# START OF DATA TO USE

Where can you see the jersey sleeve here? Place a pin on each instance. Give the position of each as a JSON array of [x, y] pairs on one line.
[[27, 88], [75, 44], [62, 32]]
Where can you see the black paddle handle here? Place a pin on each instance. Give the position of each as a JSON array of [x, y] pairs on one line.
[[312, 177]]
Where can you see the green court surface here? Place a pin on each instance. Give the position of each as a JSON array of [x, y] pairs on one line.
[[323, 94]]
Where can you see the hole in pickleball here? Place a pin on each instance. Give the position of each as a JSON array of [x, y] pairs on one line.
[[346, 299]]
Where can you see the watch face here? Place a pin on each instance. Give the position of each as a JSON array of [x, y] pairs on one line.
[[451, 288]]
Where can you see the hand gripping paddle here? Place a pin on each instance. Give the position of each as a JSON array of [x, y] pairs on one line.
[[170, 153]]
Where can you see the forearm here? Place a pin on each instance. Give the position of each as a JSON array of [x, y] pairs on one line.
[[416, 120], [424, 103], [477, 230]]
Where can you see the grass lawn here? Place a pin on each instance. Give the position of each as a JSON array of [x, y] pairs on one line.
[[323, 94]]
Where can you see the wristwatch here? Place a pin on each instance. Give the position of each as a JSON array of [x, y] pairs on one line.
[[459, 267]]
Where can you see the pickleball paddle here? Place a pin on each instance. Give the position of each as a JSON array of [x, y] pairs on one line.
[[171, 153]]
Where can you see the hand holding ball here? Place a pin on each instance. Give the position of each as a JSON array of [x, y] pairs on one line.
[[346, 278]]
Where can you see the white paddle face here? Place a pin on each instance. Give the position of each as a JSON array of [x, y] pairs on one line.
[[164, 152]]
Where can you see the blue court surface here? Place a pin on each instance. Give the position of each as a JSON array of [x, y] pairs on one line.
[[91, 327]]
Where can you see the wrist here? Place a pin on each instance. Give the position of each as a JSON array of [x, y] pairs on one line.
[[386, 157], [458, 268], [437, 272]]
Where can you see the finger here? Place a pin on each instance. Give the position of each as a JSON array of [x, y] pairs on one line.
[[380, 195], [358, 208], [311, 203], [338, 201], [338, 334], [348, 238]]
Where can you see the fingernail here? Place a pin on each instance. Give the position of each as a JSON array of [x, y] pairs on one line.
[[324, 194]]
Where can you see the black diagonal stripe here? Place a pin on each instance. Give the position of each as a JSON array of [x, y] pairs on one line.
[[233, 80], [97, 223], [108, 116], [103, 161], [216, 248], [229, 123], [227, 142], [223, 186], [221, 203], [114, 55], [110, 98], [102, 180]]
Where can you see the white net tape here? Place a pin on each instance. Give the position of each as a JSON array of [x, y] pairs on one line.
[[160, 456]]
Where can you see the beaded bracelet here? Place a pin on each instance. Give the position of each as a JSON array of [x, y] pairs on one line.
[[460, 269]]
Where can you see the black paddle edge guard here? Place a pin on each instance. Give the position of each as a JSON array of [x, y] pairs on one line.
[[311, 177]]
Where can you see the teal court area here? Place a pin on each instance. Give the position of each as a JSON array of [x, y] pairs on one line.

# END OF DATA TO USE

» **EXERCISE PROMPT**: In all of the material above, substitute "playing surface" for every occurrence of "court surface" and leave everything else unchanged.

» **SOLUTION**:
Where can you see the jersey sleeve here? Place a pin on each instance. Give the position of each as a JSON array of [x, y] pairs on one line.
[[27, 88], [75, 44], [62, 32]]
Where can you see the black paddle handle here? Place a pin on each instance. Give the position of each as a JSON array of [x, y] pairs on one line.
[[312, 177]]
Where can you see the green playing surface here? Place a pin on each instance. Give the position of each as a JSON array of [x, y] pairs on one line.
[[323, 94]]
Where can you see the hole in pickleball here? Place a pin on each instance. Give the position of each as a JSON array of [x, y] pairs on one line.
[[346, 299]]
Where can you see the watch face here? Place a pin on each instance. Give the position of each as a JSON array of [x, y] pairs on one line.
[[451, 288]]
Where can you see the hand gripping paddle here? Place a pin on each instance. Give the position of each as a JSON array of [x, y] pairs on one line.
[[170, 153]]
Where can you see the forearm here? Place a pin on each instance. Give the position of each as a JSON array of [x, y] pairs on one line.
[[416, 120], [424, 103], [477, 230]]
Where can you see the grass lawn here? Place a pin on each instance. Give the position of each as a JSON array of [x, y] pairs on one line.
[[323, 94]]
Where can you see the wristwatch here? Place a pin on each instance. Give the position of each as a JSON array of [x, y] pairs on one line.
[[459, 267]]
Where can you see the pickleball paddle here? Place a pin on each instance. Give the position of each as a JSON array of [x, y] pairs on one line.
[[171, 153]]
Where can you see the hand holding ball here? Place a pin on each instance. Give the position of each as a JSON array of [x, y] pairs on one line.
[[346, 278]]
Where can you see the white paddle face here? Place a pin on each instance. Give the position of each as a JSON array of [x, y] pairs on one line.
[[164, 152]]
Where can you see the blue playing surface here? Place a pin on each instance. Give the position of each as a JSON array of [x, y] pairs on one line.
[[91, 327]]
Where can you see the wrist here? Place a pin on each instance. Give the position of each as a JSON array of [x, y] pairs on one line.
[[386, 157], [458, 268], [437, 272]]
Where can you see the finger here? Place a pin on each instance. Give the position of each as a JSON array of [x, y] pairs on one line.
[[380, 195], [358, 208], [311, 203], [338, 201], [338, 334], [348, 238]]
Where can you see the fingernail here? Place a pin on each instance. Give the position of each as a JSON array of [x, y] pairs on one line.
[[324, 194]]
Where can you see the black diagonal stripe here? Place a pin on each instance. Give the position of each as a JSON array of [x, y] pairs on one line.
[[233, 80], [97, 223], [108, 116], [103, 161], [216, 248], [229, 123], [227, 142], [223, 186], [221, 203], [114, 55], [110, 98], [102, 180]]
Where can you see the white net tape here? Place a pin on each instance. Give the position of each as a JSON array of [x, y] pairs on one line.
[[160, 456]]
Where can you see the beaded bracelet here? Place a pin on each instance. Give the position of each as a JSON array of [x, y] pairs on one line.
[[460, 269]]
Where can you see the black paddle edge guard here? Place a pin on each instance. Give the position of each as a JSON array of [x, y] pairs on one line.
[[311, 177]]
Where can you see the teal court area here? Place a pin on each instance. Give the position of each as a JSON array of [x, y] pairs on one line.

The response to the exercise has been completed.